### WORK TASK:
What is needed is a copy of each line in the listing that contains "dress".

[[ GIVEN DATA open ]]

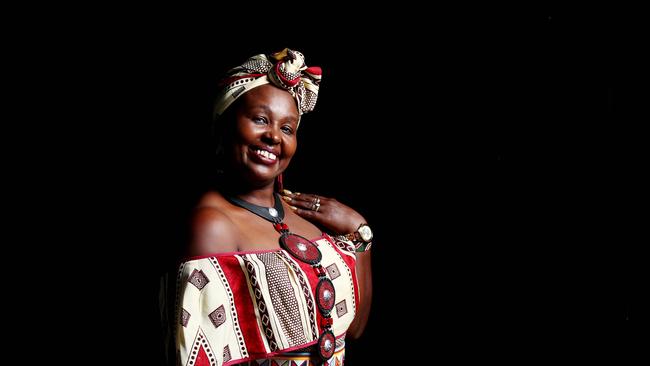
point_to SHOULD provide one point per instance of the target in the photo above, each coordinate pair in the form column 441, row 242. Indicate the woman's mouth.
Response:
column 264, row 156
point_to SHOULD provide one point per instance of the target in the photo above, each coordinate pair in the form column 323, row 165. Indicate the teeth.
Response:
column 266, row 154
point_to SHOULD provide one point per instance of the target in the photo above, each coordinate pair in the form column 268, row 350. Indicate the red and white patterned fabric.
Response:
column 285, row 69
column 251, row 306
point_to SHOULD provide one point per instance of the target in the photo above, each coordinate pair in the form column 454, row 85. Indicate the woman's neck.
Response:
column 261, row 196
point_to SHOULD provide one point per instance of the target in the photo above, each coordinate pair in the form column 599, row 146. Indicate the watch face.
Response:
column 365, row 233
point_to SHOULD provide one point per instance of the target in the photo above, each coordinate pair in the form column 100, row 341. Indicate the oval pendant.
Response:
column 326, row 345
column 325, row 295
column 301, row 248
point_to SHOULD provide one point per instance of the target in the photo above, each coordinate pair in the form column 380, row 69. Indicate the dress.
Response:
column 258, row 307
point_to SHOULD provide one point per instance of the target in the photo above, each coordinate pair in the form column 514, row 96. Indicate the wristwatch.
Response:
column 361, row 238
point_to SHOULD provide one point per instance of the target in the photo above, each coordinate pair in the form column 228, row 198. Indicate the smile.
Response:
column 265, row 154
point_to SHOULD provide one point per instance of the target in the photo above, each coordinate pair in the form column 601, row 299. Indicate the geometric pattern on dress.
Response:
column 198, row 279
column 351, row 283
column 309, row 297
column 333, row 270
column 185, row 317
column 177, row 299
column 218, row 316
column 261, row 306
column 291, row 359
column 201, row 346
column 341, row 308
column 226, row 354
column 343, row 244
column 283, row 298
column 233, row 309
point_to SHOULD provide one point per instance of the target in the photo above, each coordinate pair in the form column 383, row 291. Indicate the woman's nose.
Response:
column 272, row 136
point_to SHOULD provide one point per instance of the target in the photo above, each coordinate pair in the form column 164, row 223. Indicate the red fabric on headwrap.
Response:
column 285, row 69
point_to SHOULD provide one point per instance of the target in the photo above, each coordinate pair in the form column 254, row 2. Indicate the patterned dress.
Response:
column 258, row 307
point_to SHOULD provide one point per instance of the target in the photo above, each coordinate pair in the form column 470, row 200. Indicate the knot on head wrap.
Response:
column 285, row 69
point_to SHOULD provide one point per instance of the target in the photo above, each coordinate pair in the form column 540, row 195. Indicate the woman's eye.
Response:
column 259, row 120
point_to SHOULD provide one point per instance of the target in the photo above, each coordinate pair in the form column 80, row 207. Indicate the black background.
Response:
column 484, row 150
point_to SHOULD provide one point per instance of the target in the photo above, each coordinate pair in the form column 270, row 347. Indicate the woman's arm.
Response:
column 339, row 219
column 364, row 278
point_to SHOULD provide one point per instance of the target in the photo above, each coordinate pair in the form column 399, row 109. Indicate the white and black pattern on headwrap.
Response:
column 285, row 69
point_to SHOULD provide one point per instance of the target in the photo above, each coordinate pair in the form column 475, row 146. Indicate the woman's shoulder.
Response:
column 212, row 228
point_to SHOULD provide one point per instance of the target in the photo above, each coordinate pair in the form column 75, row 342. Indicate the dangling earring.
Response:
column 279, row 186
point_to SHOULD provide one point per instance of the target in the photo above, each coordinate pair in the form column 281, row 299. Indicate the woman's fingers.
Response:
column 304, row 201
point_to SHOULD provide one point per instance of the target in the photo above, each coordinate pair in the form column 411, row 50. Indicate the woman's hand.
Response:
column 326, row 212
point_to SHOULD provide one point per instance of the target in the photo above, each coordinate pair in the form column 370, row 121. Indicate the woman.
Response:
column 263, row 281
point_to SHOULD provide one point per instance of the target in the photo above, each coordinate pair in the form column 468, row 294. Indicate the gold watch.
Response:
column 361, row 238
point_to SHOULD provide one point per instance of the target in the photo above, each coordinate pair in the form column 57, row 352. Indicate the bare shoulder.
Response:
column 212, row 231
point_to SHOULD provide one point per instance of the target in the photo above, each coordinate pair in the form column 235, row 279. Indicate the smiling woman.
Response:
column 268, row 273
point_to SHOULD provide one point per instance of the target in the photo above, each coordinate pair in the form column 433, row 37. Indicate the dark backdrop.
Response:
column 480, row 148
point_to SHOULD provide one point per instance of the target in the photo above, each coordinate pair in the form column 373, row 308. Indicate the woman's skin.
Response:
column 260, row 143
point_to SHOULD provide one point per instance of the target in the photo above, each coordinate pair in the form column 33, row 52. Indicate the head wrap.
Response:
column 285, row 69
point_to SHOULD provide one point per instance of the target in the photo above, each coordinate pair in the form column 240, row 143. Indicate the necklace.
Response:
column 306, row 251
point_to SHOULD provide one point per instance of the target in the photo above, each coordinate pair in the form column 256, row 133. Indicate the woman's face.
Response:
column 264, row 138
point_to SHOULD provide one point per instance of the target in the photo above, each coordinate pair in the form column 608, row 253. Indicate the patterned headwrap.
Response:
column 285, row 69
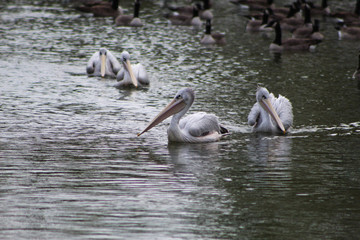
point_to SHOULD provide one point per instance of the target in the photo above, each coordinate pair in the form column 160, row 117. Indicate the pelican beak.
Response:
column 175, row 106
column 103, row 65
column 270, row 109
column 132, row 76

[[ GIVEN DATA closed ]]
[[ GIVEN DATA open ]]

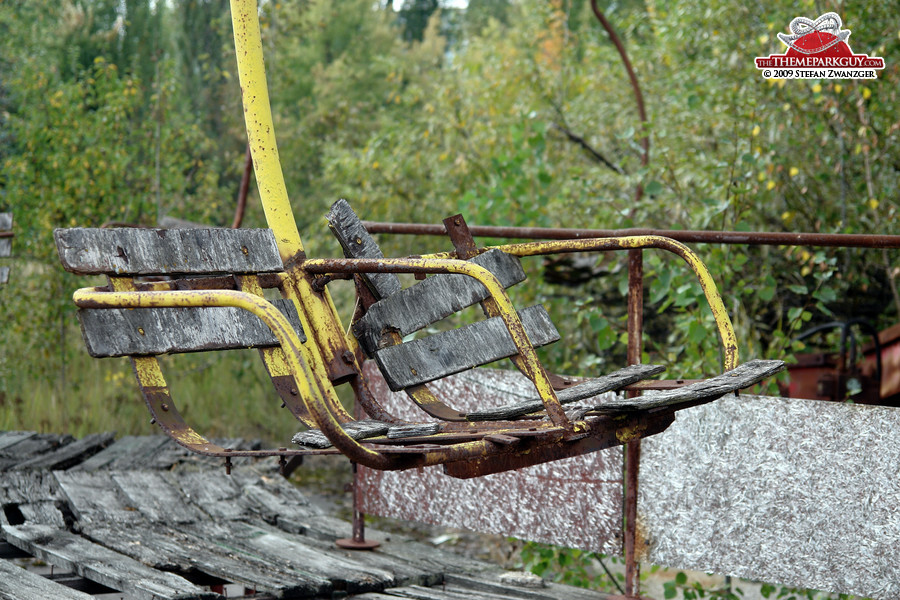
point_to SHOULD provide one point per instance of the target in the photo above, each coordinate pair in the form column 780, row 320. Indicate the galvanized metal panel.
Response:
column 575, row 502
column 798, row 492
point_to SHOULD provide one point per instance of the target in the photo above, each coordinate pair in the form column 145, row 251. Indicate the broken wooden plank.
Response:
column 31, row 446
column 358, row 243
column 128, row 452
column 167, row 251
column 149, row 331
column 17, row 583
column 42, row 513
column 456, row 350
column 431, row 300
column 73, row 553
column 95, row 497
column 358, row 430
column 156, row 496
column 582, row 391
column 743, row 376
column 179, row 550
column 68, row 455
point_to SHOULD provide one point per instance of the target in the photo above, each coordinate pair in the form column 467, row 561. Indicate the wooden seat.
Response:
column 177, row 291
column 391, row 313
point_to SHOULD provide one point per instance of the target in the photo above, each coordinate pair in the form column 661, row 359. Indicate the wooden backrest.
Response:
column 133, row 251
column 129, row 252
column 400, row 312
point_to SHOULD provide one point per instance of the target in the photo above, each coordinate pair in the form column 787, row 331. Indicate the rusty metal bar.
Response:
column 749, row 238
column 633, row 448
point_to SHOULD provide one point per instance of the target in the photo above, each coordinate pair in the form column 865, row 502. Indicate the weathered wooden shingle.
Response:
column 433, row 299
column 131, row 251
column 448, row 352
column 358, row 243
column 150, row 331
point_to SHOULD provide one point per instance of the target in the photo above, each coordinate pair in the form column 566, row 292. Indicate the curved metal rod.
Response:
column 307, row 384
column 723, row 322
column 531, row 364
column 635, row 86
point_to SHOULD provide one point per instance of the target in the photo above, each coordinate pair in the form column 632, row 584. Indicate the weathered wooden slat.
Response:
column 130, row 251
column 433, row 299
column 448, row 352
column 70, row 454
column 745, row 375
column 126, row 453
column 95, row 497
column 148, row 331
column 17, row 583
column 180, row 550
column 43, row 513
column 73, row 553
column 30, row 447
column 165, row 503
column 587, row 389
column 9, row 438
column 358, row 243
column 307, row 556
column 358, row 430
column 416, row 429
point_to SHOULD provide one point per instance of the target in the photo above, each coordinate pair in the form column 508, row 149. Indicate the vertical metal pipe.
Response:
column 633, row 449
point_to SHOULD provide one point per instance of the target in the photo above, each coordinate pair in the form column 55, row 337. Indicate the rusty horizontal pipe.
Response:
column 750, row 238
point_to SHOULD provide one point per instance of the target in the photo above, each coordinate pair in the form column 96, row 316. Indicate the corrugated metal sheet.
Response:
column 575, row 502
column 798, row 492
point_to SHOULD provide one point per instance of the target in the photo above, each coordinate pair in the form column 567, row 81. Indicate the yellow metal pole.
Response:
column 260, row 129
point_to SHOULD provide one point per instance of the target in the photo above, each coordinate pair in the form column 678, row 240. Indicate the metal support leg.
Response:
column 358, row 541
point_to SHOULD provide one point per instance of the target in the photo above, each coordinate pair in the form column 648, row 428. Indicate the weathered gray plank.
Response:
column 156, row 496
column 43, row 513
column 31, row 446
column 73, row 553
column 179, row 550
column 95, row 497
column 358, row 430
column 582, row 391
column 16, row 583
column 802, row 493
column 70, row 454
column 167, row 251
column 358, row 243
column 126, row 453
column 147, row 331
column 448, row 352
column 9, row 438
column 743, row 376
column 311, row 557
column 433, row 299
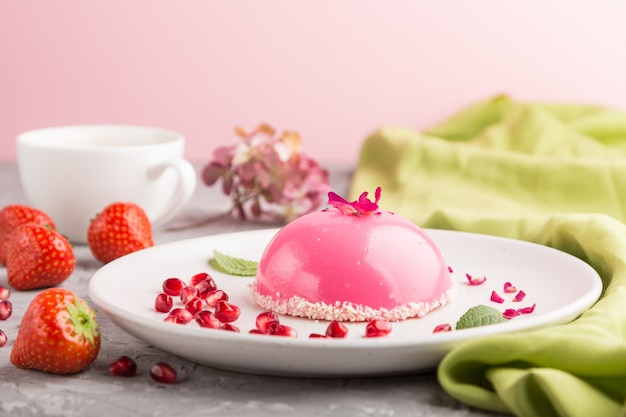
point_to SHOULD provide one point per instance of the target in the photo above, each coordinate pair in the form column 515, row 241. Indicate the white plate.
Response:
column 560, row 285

[[ GIVEN DATA closed ]]
[[ GIVEN DATA open ]]

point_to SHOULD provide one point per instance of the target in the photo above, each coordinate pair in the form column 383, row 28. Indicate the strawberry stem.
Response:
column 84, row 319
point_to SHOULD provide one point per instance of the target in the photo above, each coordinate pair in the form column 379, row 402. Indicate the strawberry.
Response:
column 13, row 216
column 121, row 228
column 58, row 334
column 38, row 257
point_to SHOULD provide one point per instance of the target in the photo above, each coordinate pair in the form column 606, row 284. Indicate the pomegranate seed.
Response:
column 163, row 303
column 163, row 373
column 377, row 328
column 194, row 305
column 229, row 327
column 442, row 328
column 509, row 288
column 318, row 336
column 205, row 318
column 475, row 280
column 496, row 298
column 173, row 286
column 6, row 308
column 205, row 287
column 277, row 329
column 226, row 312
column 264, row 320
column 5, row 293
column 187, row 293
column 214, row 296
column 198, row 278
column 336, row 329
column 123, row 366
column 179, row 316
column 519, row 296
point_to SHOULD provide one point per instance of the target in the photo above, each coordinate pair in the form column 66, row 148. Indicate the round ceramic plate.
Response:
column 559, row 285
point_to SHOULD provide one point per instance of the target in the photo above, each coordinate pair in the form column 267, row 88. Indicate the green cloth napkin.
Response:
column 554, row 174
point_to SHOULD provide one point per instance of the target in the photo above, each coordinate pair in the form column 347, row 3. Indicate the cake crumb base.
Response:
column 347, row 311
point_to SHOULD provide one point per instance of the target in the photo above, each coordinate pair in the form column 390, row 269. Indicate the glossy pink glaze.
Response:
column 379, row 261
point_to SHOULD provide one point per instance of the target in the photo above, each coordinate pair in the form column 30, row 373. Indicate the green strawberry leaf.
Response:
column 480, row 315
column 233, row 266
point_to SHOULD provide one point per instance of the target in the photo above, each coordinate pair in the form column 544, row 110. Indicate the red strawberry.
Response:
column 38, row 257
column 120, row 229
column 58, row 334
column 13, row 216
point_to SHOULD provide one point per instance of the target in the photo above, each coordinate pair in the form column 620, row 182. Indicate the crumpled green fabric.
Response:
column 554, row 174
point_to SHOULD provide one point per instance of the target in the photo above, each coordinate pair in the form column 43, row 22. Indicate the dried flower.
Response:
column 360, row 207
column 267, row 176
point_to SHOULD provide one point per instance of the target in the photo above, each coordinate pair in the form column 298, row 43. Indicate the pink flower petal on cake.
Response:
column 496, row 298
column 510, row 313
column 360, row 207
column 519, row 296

[[ GIVEN DATA closed ]]

### TASK RESULT:
point_to SHOULD provide one point per instance of the target in the photo above, each coordinate pair in the form column 380, row 69. Indicate the dress.
point_to SHOULD provide one point per instance of the target in the photo above, each coordinate pair in the form column 601, row 299. Indicate the geometric pattern on dress.
point_to SHOULD provide one point per instance of the target in the photo above, each coordinate pair in the form column 254, row 2. Indicate the patterned dress.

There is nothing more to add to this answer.